++++ Input ++++

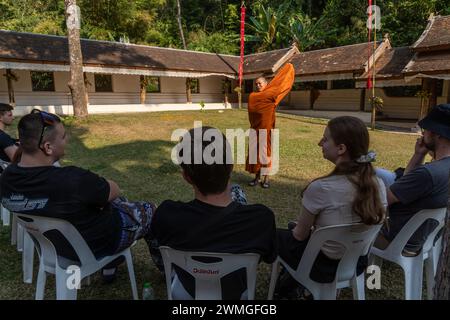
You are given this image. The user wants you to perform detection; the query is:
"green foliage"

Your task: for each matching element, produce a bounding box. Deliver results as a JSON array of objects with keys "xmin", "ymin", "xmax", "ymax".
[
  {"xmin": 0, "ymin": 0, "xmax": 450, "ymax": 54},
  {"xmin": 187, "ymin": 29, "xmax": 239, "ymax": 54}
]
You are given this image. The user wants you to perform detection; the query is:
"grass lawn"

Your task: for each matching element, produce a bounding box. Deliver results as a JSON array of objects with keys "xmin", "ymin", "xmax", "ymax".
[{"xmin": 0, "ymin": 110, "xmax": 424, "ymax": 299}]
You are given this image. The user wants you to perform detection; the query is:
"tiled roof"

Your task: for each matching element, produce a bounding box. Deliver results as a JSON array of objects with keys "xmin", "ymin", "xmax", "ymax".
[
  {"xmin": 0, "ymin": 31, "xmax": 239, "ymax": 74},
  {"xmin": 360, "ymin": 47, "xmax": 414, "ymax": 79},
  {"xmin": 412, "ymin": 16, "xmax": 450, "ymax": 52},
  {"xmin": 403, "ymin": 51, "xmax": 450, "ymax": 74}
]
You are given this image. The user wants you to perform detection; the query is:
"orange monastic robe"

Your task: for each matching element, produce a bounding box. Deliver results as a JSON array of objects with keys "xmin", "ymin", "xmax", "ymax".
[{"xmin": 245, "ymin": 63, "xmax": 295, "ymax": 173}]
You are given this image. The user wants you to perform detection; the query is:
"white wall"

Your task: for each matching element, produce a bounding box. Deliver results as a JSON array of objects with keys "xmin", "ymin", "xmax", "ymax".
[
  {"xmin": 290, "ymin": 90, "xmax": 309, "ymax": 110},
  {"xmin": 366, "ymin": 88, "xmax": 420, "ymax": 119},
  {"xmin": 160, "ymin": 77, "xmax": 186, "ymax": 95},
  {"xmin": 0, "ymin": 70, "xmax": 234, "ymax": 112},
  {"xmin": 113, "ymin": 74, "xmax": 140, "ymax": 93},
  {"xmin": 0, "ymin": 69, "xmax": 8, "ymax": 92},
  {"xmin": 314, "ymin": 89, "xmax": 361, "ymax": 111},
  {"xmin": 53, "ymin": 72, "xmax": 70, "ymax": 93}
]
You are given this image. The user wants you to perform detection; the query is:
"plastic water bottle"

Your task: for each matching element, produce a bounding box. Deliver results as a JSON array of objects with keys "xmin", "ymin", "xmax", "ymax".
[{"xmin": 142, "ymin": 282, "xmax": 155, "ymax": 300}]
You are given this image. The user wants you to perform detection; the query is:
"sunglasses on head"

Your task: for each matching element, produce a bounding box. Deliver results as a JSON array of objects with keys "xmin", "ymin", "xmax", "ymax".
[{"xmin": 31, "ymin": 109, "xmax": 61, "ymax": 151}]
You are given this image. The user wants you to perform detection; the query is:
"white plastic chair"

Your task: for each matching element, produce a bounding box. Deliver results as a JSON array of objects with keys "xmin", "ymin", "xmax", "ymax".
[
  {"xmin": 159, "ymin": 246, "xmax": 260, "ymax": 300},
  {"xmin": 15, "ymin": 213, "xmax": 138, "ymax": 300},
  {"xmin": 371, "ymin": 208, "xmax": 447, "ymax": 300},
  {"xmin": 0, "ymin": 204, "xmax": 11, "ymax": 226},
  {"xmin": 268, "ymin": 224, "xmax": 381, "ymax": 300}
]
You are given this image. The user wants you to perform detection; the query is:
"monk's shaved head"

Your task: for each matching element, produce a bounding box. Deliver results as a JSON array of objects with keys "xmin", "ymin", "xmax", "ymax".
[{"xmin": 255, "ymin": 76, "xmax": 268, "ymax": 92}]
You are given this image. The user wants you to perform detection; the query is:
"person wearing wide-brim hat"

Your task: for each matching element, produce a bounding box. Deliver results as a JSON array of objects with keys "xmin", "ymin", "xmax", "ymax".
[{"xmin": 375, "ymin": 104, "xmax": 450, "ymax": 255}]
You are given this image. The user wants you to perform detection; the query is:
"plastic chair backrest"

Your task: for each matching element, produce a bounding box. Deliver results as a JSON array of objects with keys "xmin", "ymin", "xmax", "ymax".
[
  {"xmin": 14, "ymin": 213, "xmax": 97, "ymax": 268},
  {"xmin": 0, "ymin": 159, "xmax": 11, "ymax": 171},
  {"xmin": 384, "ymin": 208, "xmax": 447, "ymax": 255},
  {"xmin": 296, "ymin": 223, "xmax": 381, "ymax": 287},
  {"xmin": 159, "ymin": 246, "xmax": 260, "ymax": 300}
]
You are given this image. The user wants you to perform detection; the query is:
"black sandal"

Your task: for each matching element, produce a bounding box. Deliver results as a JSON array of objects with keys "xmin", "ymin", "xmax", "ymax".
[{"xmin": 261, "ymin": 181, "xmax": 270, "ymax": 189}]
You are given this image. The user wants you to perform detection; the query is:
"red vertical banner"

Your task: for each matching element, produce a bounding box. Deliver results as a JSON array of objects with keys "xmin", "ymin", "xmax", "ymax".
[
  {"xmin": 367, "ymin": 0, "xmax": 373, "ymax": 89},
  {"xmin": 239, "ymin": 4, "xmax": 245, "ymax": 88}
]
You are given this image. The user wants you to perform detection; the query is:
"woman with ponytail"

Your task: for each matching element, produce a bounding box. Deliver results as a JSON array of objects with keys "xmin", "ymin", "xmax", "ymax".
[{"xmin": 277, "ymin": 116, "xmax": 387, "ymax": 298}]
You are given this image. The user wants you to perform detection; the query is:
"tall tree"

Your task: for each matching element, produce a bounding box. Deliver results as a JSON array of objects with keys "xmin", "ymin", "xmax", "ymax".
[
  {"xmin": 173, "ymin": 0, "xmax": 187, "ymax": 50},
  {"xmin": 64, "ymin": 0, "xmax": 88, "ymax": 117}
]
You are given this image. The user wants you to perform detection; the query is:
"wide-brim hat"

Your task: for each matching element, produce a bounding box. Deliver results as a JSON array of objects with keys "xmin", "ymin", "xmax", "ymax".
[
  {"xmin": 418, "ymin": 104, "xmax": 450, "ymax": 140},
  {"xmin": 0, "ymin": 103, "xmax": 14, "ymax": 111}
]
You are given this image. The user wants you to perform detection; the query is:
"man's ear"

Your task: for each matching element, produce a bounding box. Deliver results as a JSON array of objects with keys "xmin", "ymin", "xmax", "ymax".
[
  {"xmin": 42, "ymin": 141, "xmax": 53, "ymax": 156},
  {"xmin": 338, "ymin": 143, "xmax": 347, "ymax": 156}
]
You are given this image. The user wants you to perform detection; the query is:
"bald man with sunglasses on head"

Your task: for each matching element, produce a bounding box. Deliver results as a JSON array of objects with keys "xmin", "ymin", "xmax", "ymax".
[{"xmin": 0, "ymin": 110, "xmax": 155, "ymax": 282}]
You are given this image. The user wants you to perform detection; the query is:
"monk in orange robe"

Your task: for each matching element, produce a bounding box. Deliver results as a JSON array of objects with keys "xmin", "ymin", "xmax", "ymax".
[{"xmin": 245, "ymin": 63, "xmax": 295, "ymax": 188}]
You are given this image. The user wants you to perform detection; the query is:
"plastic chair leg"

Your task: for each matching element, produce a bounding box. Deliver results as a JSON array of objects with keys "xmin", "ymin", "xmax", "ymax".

++++

▶ _Written problem_
How many lines in the items above contain the string "chair"? Case counts. Reply with the number alone.

▶ _Response for this exercise_
3